Start of Provided records

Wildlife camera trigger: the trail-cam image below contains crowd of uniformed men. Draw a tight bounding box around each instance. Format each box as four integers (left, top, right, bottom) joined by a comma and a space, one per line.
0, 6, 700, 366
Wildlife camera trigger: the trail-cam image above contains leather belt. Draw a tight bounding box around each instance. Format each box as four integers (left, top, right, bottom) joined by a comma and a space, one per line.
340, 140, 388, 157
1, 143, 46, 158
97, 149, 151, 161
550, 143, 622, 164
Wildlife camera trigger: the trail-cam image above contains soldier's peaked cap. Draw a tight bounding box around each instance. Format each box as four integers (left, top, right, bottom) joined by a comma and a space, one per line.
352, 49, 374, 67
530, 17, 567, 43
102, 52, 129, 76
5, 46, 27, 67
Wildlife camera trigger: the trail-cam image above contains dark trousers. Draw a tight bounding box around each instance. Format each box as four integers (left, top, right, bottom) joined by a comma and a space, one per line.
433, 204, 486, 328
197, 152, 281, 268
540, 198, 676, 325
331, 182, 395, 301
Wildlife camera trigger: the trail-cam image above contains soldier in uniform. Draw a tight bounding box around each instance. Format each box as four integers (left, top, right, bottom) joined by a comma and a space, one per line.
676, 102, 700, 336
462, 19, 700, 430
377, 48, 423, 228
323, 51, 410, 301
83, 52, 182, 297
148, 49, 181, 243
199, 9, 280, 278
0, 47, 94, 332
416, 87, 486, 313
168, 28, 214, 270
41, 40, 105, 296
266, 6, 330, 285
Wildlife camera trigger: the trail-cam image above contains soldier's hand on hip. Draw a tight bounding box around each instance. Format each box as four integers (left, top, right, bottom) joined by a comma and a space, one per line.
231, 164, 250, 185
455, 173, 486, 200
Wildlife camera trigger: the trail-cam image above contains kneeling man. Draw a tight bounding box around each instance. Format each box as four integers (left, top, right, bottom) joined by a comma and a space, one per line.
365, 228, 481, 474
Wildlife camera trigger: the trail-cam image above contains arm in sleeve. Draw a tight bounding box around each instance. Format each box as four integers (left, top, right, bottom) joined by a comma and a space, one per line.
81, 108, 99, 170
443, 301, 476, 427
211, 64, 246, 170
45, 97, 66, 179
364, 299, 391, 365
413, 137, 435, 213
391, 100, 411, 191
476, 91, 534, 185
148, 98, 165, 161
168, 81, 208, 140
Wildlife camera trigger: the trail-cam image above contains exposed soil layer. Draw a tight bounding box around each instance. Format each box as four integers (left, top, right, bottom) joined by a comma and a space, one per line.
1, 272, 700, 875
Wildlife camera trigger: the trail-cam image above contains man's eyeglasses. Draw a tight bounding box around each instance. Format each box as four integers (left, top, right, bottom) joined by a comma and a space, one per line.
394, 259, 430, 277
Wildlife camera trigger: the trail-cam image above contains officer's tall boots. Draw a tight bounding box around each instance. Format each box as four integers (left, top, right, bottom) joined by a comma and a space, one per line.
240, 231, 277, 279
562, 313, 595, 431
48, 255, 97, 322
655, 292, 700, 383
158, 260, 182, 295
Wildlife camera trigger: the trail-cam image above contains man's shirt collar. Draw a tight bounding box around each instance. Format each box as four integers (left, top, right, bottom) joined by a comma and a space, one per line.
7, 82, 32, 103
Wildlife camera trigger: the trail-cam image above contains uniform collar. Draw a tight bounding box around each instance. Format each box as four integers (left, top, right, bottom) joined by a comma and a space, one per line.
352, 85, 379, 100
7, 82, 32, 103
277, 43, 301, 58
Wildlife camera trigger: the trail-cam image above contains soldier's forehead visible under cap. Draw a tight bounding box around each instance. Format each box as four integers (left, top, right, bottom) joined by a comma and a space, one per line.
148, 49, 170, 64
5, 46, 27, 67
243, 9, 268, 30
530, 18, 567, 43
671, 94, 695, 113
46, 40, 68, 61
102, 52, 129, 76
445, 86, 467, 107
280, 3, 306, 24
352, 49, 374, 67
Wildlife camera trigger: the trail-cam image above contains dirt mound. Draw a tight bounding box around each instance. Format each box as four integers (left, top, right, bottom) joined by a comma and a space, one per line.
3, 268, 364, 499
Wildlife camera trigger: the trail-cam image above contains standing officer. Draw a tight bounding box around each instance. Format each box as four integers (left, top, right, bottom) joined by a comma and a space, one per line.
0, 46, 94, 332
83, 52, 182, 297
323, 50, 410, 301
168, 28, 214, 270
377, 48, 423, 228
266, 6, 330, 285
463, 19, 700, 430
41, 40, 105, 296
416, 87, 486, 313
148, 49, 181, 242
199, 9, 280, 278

End of Provided records
Start of Provided records

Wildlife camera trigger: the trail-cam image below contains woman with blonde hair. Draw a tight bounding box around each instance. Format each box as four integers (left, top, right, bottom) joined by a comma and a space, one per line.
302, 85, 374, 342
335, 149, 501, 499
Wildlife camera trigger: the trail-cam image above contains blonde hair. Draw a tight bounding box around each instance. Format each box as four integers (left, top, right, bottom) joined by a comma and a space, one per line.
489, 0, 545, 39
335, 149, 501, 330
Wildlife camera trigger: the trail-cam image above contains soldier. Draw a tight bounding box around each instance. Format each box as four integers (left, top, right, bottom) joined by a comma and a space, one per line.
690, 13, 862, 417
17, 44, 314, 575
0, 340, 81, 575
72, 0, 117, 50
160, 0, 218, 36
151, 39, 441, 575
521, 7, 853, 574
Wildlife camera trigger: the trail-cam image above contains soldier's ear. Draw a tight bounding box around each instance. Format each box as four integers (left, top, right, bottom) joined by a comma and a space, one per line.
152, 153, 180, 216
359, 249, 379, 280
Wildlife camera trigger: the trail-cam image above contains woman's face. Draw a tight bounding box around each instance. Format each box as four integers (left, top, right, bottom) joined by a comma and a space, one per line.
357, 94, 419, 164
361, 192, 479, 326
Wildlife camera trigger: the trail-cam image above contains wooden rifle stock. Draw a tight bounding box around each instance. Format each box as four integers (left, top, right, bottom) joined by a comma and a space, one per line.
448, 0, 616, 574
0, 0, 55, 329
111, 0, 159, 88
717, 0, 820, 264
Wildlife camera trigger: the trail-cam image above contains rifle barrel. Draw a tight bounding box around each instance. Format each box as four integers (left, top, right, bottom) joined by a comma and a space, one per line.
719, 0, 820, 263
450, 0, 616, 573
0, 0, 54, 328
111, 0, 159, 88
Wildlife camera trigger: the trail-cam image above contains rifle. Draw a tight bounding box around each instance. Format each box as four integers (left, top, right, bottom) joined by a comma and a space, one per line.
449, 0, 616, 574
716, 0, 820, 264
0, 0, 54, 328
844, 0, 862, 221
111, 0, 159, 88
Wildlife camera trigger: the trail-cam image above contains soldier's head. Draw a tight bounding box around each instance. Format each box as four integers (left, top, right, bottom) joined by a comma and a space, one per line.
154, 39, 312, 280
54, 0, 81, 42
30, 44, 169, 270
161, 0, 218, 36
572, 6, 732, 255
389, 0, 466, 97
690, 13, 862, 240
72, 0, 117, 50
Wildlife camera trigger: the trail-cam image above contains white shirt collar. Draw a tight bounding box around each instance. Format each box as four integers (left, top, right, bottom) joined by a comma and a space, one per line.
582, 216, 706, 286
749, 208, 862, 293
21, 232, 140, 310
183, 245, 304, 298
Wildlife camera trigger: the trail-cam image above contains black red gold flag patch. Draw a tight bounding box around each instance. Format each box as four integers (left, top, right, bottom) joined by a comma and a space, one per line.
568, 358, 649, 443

End of Provided records

→ Written problem:
Arrange the lines of the records, starting with the line containing "above contains black" and going on through the line containing "568, 358, 649, 443", as a Markdown table with the columns No. and Line, numbering each row and leaving out blank lines.

→ Output for this exercise:
| No. | Line |
|---|---|
| 1 | Wildlife camera trigger: the trail-cam image above contains black red gold flag patch. Draw a tight bounding box around each instance. Format each box as four integers (left, top, right, bottom) joined by a comma and a space, one per line. |
| 2 | 568, 358, 649, 443 |